● Data for this task

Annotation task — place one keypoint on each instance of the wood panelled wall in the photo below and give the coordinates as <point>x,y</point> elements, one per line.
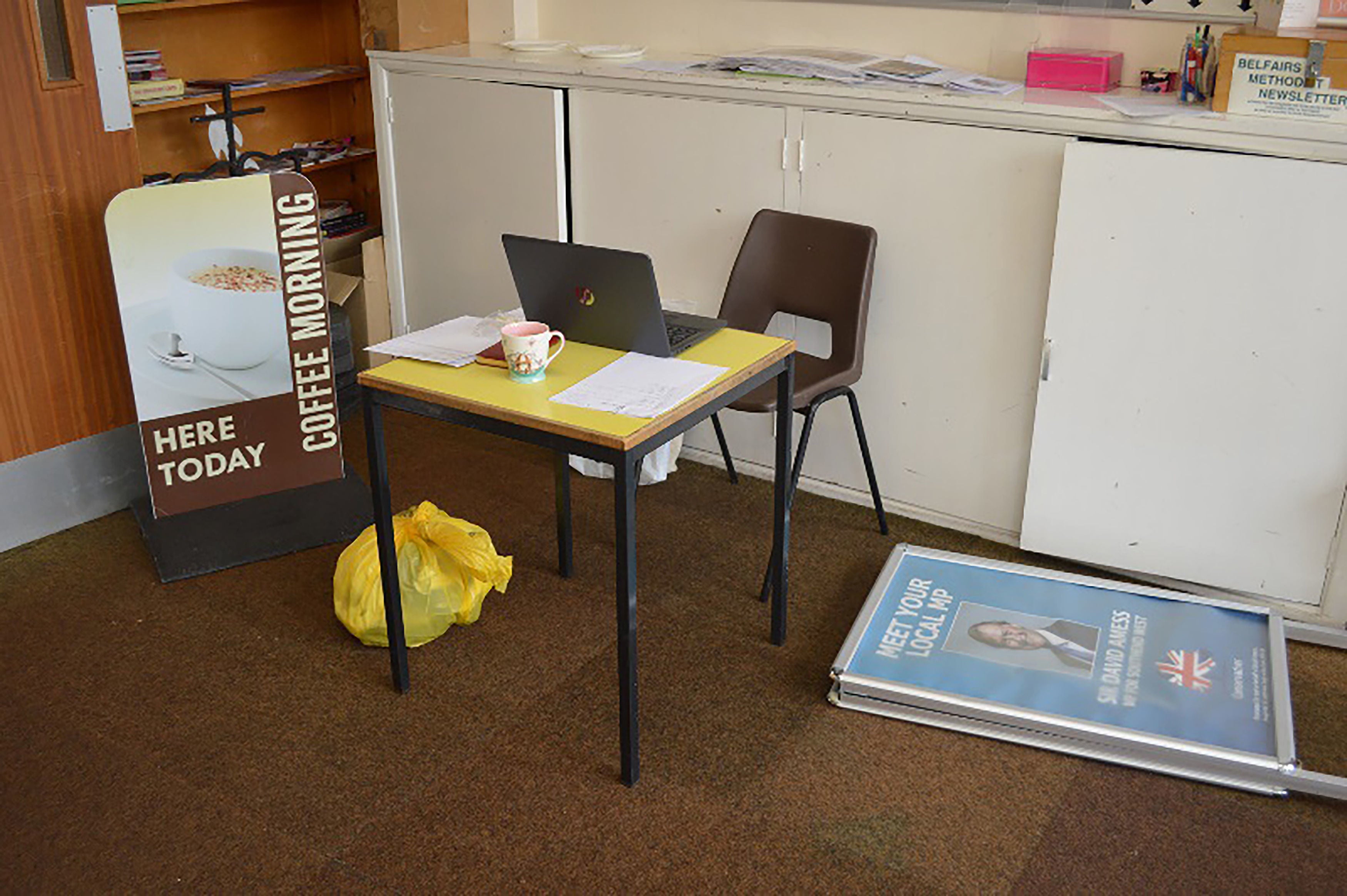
<point>62,364</point>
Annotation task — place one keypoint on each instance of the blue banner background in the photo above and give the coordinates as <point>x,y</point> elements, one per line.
<point>1234,712</point>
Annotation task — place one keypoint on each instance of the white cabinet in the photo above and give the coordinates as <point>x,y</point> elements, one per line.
<point>679,180</point>
<point>1193,422</point>
<point>674,178</point>
<point>953,348</point>
<point>463,162</point>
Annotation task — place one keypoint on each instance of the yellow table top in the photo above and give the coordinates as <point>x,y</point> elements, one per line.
<point>490,391</point>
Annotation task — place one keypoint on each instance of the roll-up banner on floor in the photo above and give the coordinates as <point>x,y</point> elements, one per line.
<point>224,312</point>
<point>1124,673</point>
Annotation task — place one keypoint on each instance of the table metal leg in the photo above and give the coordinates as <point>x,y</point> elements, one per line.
<point>565,557</point>
<point>782,503</point>
<point>387,550</point>
<point>624,511</point>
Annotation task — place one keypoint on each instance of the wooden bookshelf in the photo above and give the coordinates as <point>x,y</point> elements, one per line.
<point>351,158</point>
<point>180,103</point>
<point>139,8</point>
<point>239,40</point>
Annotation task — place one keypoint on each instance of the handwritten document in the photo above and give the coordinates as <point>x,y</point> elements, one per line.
<point>640,386</point>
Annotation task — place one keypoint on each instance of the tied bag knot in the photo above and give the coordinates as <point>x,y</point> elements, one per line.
<point>445,569</point>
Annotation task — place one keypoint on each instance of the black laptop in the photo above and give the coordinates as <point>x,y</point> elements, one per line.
<point>603,297</point>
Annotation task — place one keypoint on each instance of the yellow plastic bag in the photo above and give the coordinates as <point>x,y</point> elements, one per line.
<point>445,568</point>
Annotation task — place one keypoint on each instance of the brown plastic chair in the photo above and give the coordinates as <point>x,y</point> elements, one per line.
<point>814,269</point>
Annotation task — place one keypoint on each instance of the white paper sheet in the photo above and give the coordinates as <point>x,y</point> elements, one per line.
<point>640,386</point>
<point>668,68</point>
<point>1153,105</point>
<point>453,343</point>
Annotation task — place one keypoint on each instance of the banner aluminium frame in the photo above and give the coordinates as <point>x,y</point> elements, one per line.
<point>1273,772</point>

● Challenge
Revise all of the material by putting "marker" wherever "keypoint" appears, with everything else kept the same. Leave the pictures out of your answer.

● Full answer
Annotation task — place one marker on each instance of the wood panelled wall in the photo below and give the coordinates as <point>x,y</point> elements, one per line.
<point>62,364</point>
Annotation task — place one marker on each instance of the blue banner background in the photo above and give the coordinates as <point>x,y</point> elements, one per line.
<point>1234,712</point>
Annotation task — place one marker on each instance of the white cabinet in the photo above and give the coordinates as <point>x,y</point> elements, one per line.
<point>679,180</point>
<point>1193,422</point>
<point>674,178</point>
<point>953,348</point>
<point>463,162</point>
Annotation task — place one marker on each instance of the yellow table top in the photo above and give the coordinates as <point>x,y</point> elements, one per line.
<point>490,391</point>
Annotation task — place one marker on each instance of the roll-up banner on floor in the photo above and give the coordinates as <point>x,y</point> elements, one per line.
<point>224,312</point>
<point>1124,673</point>
Annotation task — place one marker on each instance of the table metal leg in the photo above and give the coordinates as <point>x,y</point> elements, one per line.
<point>565,557</point>
<point>782,503</point>
<point>387,550</point>
<point>624,511</point>
Annotation task — place one marker on each instance of the wooden bookshelf in the photo above and give the coordinates as <point>x,y</point> elements, one per line.
<point>351,158</point>
<point>180,103</point>
<point>139,8</point>
<point>239,40</point>
Annotation task — place one marker on each instance of the handwritten document in the photo above and give the coordinates as <point>x,y</point> elements, one per line.
<point>640,386</point>
Annotation task — place one marker on each instance of the tied bag knot in the photo above and give the coordinates as <point>x,y</point> elements, one per line.
<point>445,569</point>
Annotation task — place one marker on each instance of the black laptop in the photo above and give the coordinates as <point>x,y</point> elements, one per line.
<point>603,297</point>
Annotation task — place one marker on each instance of the yellow plastic bag in the photo above and give the coordinates as <point>x,y</point> elements, one per line.
<point>445,568</point>
Annotation task — place one marker on each instance of the brown plastic chair in the photo above and give the coordinates as <point>x,y</point> elements, one per line.
<point>814,269</point>
Annotation task — place one marker on each instance of the white paper sheet in the photo above and give the coordinates as <point>x,y</point> elements, one per line.
<point>640,386</point>
<point>668,68</point>
<point>1153,105</point>
<point>453,343</point>
Annotation task — place one marker on each instance of the banner aluminium frame in the photo above and give the coordinates as <point>x,y</point> elements, one per line.
<point>1273,772</point>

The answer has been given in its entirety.